Dataset entries
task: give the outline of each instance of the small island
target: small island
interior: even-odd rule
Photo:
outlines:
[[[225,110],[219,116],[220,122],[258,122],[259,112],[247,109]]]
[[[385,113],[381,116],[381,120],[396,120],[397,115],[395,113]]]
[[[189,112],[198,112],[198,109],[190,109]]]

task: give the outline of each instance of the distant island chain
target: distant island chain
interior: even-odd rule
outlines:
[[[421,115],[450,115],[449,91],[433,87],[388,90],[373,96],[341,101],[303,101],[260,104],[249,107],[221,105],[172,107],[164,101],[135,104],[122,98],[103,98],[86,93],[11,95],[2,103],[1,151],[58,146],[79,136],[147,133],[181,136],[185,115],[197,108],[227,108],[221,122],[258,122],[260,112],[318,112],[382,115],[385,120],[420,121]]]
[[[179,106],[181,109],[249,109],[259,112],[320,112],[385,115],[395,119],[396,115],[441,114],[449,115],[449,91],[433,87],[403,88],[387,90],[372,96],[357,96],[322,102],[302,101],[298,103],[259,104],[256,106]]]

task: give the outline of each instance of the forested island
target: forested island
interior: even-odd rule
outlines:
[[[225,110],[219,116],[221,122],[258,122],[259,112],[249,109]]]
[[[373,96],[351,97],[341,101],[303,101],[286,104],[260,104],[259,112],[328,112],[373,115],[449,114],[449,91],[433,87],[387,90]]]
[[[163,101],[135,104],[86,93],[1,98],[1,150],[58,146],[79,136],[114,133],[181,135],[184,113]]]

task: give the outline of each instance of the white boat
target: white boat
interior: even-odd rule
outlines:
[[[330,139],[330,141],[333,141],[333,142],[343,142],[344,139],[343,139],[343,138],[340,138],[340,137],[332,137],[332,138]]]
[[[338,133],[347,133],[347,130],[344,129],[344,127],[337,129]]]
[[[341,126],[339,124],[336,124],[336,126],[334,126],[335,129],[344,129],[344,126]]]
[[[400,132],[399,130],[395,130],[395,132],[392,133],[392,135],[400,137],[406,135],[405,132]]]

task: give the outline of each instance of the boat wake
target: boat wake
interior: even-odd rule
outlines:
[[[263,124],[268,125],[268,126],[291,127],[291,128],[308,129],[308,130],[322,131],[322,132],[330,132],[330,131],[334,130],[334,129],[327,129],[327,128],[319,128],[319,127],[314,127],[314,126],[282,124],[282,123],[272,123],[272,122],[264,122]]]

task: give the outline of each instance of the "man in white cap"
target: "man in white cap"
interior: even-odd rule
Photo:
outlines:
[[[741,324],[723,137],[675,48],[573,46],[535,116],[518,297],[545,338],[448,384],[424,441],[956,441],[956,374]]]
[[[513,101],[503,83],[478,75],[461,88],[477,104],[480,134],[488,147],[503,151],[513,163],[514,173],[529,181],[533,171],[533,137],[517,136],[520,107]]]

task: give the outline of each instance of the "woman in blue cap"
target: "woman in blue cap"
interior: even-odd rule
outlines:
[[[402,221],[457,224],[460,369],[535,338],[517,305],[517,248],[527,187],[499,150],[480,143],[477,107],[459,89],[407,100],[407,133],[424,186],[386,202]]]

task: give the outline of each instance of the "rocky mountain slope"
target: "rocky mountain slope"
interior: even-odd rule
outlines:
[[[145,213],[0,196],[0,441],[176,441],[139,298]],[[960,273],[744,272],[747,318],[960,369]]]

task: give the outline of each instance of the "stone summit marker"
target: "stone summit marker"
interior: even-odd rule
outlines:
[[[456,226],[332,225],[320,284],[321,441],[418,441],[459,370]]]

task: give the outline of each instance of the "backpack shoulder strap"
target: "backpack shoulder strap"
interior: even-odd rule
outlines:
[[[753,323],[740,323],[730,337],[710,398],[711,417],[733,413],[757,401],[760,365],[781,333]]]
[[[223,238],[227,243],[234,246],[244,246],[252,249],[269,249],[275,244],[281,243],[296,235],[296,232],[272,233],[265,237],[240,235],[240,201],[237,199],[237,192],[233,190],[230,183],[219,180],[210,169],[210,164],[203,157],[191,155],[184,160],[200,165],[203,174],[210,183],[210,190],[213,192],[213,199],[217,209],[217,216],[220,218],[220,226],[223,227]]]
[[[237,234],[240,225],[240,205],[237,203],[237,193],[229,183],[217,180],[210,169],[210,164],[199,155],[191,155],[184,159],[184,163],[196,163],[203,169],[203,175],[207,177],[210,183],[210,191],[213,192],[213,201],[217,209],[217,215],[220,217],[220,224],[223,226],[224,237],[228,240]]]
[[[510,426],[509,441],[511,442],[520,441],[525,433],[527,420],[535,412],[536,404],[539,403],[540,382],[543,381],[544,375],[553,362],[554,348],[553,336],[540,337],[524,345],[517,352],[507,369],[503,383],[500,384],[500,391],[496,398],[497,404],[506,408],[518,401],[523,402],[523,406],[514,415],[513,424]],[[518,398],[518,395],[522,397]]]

**WHAT THIS TASK INVOLVES:**
Return the lines of the records that include the string "small".

**RESPONSE TO THIS TASK:**
task: give the outline of each instance of the small island
target: small island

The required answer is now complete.